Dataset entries

#####

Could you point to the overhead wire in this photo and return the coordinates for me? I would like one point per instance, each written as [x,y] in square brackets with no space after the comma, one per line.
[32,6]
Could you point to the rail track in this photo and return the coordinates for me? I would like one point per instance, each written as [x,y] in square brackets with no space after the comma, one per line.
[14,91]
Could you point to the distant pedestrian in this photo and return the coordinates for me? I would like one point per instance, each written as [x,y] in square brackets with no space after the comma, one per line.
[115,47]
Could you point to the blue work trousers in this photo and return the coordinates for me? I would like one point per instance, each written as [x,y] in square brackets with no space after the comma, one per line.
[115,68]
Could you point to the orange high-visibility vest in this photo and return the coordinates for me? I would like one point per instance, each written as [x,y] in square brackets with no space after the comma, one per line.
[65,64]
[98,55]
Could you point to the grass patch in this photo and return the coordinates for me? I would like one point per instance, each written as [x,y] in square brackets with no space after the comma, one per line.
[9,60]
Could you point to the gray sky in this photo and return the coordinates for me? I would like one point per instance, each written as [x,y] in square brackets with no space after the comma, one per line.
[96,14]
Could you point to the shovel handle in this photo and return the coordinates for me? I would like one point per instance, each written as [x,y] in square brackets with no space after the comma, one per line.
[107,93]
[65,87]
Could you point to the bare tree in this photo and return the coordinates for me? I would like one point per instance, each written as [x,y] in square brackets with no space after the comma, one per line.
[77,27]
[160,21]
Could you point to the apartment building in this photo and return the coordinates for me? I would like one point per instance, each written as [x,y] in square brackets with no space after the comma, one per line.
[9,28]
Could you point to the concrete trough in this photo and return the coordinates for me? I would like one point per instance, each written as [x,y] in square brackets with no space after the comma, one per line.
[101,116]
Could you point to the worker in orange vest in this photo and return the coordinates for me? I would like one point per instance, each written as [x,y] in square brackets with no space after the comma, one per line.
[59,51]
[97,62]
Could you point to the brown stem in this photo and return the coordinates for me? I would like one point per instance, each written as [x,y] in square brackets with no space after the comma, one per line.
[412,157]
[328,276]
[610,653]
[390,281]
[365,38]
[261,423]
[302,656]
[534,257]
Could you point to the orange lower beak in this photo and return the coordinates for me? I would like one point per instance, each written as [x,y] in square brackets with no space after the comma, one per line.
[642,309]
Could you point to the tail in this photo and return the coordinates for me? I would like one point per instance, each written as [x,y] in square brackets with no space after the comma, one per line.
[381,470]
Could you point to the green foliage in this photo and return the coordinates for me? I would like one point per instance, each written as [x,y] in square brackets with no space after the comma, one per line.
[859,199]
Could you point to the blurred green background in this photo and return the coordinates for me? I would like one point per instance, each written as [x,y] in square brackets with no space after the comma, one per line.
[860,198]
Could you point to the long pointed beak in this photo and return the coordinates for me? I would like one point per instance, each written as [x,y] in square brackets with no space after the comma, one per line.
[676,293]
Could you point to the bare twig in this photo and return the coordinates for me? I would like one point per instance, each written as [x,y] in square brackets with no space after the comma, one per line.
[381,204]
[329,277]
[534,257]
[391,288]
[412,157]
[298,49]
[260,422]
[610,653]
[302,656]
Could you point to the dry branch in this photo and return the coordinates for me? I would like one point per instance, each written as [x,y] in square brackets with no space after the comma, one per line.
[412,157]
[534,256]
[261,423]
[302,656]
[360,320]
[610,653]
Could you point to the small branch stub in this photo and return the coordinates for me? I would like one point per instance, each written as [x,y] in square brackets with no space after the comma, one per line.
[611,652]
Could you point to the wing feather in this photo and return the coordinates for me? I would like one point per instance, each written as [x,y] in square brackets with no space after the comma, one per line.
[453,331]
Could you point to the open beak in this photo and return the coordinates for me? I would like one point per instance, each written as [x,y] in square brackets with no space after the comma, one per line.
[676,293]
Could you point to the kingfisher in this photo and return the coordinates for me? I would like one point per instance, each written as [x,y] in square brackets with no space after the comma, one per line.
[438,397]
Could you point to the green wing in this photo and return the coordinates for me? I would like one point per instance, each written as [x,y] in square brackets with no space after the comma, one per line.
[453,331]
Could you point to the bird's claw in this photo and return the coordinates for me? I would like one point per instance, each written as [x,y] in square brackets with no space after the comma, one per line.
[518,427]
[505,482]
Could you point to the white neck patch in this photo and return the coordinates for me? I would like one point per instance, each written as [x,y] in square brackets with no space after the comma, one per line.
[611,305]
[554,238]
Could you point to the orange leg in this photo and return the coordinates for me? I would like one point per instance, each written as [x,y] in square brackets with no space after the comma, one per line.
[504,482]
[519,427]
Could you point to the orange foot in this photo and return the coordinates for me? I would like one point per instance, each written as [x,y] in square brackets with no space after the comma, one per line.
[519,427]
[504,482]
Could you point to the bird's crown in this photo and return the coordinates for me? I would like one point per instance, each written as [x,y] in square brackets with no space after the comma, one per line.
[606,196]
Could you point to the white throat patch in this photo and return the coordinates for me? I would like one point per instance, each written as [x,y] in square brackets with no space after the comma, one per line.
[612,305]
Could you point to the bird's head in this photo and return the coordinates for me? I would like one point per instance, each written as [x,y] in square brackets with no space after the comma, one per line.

#####

The data above needs to be given again exactly, with no line left out.

→ Exercise answer
Could you point to the overhead wire in this photo and return the coordinates for me? I would like one point per instance, each written as [x,y] in square brackets with no space after the comma, one per line.
[32,6]
Could you point to the rail track in this photo and return the coordinates for me? I would like one point per instance, each written as [x,y] in square brackets with no space after the comma, one per line.
[14,91]
Could you point to the distant pedestrian in this photo and return the coordinates for me? I would like one point per instance, each written as [x,y] in square brackets with no space after the comma, one per line.
[115,47]
Could you point to the blue work trousers in this photo and return the coordinates for me? I would like one point per instance, each written as [x,y] in square brackets with no space after the comma, one per line.
[115,68]
Could you point to the orange high-visibility vest in this photo and return the coordinates for me? I would like one point per instance, each written as [x,y] in square brackets with no space after the comma, one per line.
[65,64]
[98,55]
Could you point to the grass patch in this photo and return the coordinates for me? I would like one point per instance, each written as [x,y] in square brackets with no space after the comma, one per line.
[9,60]
Could you point to the gray sky in this photo and return the coordinates for me? I would like one point per instance, each written as [x,y] in square brackets with no space after the comma, one per line.
[96,14]
Could you point to the shovel handle in this photo and return the coordinates for me? I would like one point per instance, each written as [x,y] in square brackets with no space after the comma, one per line.
[107,93]
[65,87]
Could you point to the bare tree in this photo and return the coordinates for me? I would like one point per instance, each written as [x,y] in square brackets with no space after the comma, one per line.
[77,27]
[160,21]
Could you point to the apartment building in this photo and return the coordinates for me? I would like one point per instance, each written as [x,y] in square brackets with no space after the comma, one per line.
[9,28]
Could you point to the concrete trough in this photo and return the coordinates for me? I would like one point per instance, each written as [x,y] in square brackets with no space after the comma, one per line.
[101,116]
Could you point to the worker in orange vest in this photo and return the coordinates for me? I would like one point per instance, each written as [x,y] in square brackets with no space after the comma, one per line.
[59,51]
[97,62]
Could you point to the brown stem in this photo and return the coordinates for me? I would like one point per instance, each written as [x,y] in square brackets with no space after the comma, one per line.
[412,157]
[328,276]
[610,653]
[390,281]
[365,38]
[261,423]
[302,656]
[534,257]
Could you point to the orange lower beak in this photo and return the coordinates for me? I would like one point per instance, each written as [x,y] in square brackets with no space after the comma, one per line.
[642,309]
Could you point to the tail in this photo and return the coordinates for me? I would like one point per instance, each written as [x,y] in square brackets with no space after the comma, one per line.
[381,470]
Could you point to the green foliage in this photo and return the coordinates for me? I would like one point per instance, each written as [x,y] in square brackets with no space after the comma, one per line.
[859,199]
Could you point to the blurred green background in this photo and return the coordinates for me? I would like one point per instance, each written as [x,y] in square brackets with no space after the comma, one per line.
[860,198]
Could you point to the long pointed beak in this photo and return the coordinates for me? I would like one point per instance, each written as [x,y] in square brackets with no space after the comma, one per line.
[676,293]
Could you point to the bare twig in this photo and return the coordinates for me? I would like one point per instance, each written as [x,y] in square brackets with no space after the comma, one per line.
[381,204]
[329,277]
[534,257]
[391,288]
[412,157]
[298,49]
[260,422]
[610,653]
[302,656]
Could you point to the dry branch in this photo and return the coordinates for me? I would like one point per instance, each written as [x,y] in square brackets with no space after the comma, one per line.
[412,157]
[534,256]
[261,423]
[302,656]
[360,320]
[610,653]
Could you point to the small branch stub in this photo and return the coordinates for me? I would like one point per instance, each written as [x,y] in square brackets with no space after the comma, one per line.
[611,652]
Could you point to the wing feather in this photo and return the coordinates for me? I would like one point per instance, each written as [x,y] in square brackets with no space after the comma, one per line.
[453,331]
Could you point to the open beak in this photo and return the coordinates for me? I would like one point per instance, each written as [x,y] in square brackets with no space after the comma, one per line.
[676,293]
Could you point to the kingfisher in this photo and return the coordinates for me? I would like one point per instance, each written as [x,y] in square brackets with no space after the comma, one per line.
[438,397]
Could you point to the green wing in this photo and return the coordinates for me? I would like one point per instance, each written as [x,y] in square brackets with no space after the comma, one per line.
[453,331]
Could you point to the bird's claw in this photo and return the coordinates for me? I would like one point per instance, each written as [x,y] in square brackets with no space after the comma, one per line.
[518,427]
[505,482]
Could you point to the white neck patch in this photo and return the coordinates for me? I would like one point per instance, each written as [x,y] in square brackets with no space after the comma, one per line.
[611,305]
[554,238]
Could you point to the orange leg in this photo and return the coordinates for me? I would like one point per instance, each written as [x,y] in square brackets with no space after the comma, one per line.
[504,482]
[519,427]
Could you point to the orange foot in this photo and return the coordinates for me? I would like one point per instance, each written as [x,y] in square brackets with no space after the comma, one per line.
[519,427]
[504,482]
Could you point to the bird's crown in this photo and return the coordinates for me? I would like one point per instance, each written as [x,y] in square brackets with no space after the comma, one per line.
[606,196]
Could you point to the white throat patch in this photo and return the coordinates for me? I would like one point per instance, each written as [x,y] in square brackets with no space after the comma, one per line.
[612,305]
Could you point to the bird's head in this photo and return the coordinates for me? I would like one point per instance, each written as [x,y] in square brackets with no space after the comma, one per line.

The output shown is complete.